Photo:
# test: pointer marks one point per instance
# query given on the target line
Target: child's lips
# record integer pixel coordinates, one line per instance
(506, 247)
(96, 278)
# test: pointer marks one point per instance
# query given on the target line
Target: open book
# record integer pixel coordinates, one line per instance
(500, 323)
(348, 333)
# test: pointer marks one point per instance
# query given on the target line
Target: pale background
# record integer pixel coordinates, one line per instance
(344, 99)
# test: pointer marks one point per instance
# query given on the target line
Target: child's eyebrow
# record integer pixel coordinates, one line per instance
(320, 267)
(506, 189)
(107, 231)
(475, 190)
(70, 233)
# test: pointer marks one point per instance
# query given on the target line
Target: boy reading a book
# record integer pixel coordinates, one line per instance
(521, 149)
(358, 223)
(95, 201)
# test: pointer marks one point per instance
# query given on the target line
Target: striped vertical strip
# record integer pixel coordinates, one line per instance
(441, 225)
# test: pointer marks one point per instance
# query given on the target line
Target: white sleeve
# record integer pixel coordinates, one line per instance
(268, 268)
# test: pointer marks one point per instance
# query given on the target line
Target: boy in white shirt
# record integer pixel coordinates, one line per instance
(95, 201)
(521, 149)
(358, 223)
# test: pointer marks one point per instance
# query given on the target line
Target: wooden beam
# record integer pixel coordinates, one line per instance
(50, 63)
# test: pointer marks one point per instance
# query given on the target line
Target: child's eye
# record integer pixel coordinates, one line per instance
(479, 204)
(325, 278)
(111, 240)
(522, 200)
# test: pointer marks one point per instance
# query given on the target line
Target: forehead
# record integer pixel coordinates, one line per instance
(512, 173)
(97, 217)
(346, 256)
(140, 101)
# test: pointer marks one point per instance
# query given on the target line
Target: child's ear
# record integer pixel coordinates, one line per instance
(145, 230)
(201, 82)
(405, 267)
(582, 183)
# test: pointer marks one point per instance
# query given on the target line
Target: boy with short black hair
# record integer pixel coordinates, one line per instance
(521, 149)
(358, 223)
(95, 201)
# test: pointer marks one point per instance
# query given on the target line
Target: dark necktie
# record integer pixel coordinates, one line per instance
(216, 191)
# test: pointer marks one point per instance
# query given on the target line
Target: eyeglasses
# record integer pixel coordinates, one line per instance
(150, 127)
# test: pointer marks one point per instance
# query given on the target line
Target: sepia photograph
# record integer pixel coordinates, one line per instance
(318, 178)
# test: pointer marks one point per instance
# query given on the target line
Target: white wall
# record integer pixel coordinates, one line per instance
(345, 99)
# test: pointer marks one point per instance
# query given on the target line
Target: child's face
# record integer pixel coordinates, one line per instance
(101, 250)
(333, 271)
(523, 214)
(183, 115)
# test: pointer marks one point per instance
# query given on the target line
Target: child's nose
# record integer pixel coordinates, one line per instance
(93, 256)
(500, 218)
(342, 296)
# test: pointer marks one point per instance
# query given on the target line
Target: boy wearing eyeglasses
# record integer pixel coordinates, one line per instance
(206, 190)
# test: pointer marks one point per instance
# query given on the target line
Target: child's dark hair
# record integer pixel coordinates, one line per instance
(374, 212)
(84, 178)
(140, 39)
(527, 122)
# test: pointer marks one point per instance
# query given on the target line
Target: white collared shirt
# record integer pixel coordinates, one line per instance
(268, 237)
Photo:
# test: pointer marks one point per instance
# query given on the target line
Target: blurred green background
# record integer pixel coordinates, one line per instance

★ ★ ★ ★

_Problem statement_
Write out all the records above again, exactly as they stand.

_Task solution_
Photo:
# test: pointer marks one point per instance
# query given on the target line
Target: child's lips
# record integer pixel coordinates, one line per instance
(506, 247)
(96, 278)
# test: pointer marks one point per instance
# query given on the target line
Target: open book
# record integer pixel coordinates, one line per instance
(500, 323)
(348, 333)
# test: pointer marks one point per instance
# query given on the target line
Target: pale background
# record integer pixel coordinates, one line per instance
(344, 99)
# test: pointer marks one point per instance
# query given on the target line
Target: child's eyebrow
# record integer pixel coordinates, one line per instance
(320, 267)
(506, 189)
(107, 231)
(475, 190)
(70, 233)
# test: pointer marks one point per instance
# query given on the target line
Target: boy reading a book
# record integer pixel coordinates, one line per instance
(521, 149)
(358, 223)
(95, 201)
# test: pointer marks one point per instance
# query given on the target line
Target: striped vertical strip
# record integer pixel coordinates, one line per instance
(441, 225)
# test: pointer marks one point per instance
# query given on the target line
Target: white sleeve
# record integer pixel coordinates, one line per instance
(268, 268)
# test: pointer marks one point per instance
# query given on the target line
Target: boy in white shirt
# record integer pixel coordinates, one line per instance
(95, 201)
(521, 149)
(358, 223)
# test: pointer marks one point per instance
# query given on the target line
Target: wooden beam
# record integer pixel coordinates, one line per instance
(50, 63)
# test: pointer marks one point per instance
# query given on the target line
Target: child's eye
# record integer pixel coordinates, one line per instance
(479, 204)
(325, 278)
(111, 240)
(522, 200)
# test: pointer marks one point per instance
# query given on the target line
Target: forehead
# record integer pixel coordinates, one line per instance
(512, 173)
(97, 217)
(346, 256)
(140, 101)
# test: pointer marks one point per instance
# query given on the target line
Target: child's ear
# record integer pixel coordinates, one line per instance
(145, 230)
(201, 82)
(405, 267)
(582, 183)
# test: pointer marks one point per instance
# query given on the target line
Target: boy with short black hair
# record integer pixel coordinates, one line per instance
(521, 149)
(358, 223)
(95, 201)
# test: pointer marks one point per instance
# query given on the target line
Target: dark necktie
# record integer pixel coordinates, one line per instance
(216, 191)
# test: pointer marks one point per instance
# query given on the target line
Target: eyeglasses
# record integer pixel coordinates, one line per instance
(150, 127)
# test: pointer marks one point per instance
# query given on the target line
Target: sepia photograph
# record integer pixel coordinates, one line per instance
(318, 178)
# test: pointer marks one point per instance
# query given on the target line
Target: white wall
# record integer pixel coordinates, one line per instance
(345, 99)
# test: pointer marks one point per instance
# query given on the target line
Target: child's face
# record integer pixel coordinates, one line per instance
(101, 250)
(333, 271)
(523, 214)
(183, 115)
# test: pointer marks one point per instance
# query given on the target line
Target: child's nose
# record integer pixel coordinates, one line per instance
(93, 256)
(500, 218)
(342, 296)
# test: pointer marks one point per instance
# query given on the target line
Target: boy wearing eyeglasses
# record integer pixel coordinates, one line per instance
(206, 190)
# test: pointer marks one point per instance
# query given on the target line
Target: child's dark hair
# record integer pixel coordinates, one line per instance
(374, 212)
(84, 178)
(140, 39)
(527, 122)
# test: pointer marks one point per instance
# query given on the target line
Target: white collared shirt
# record integer pixel coordinates, one line per instance
(268, 237)
Photo:
# test: pointer marks one point per instance
# query given on the target line
Target: blurred green background
# record integer pixel coordinates, one line per instance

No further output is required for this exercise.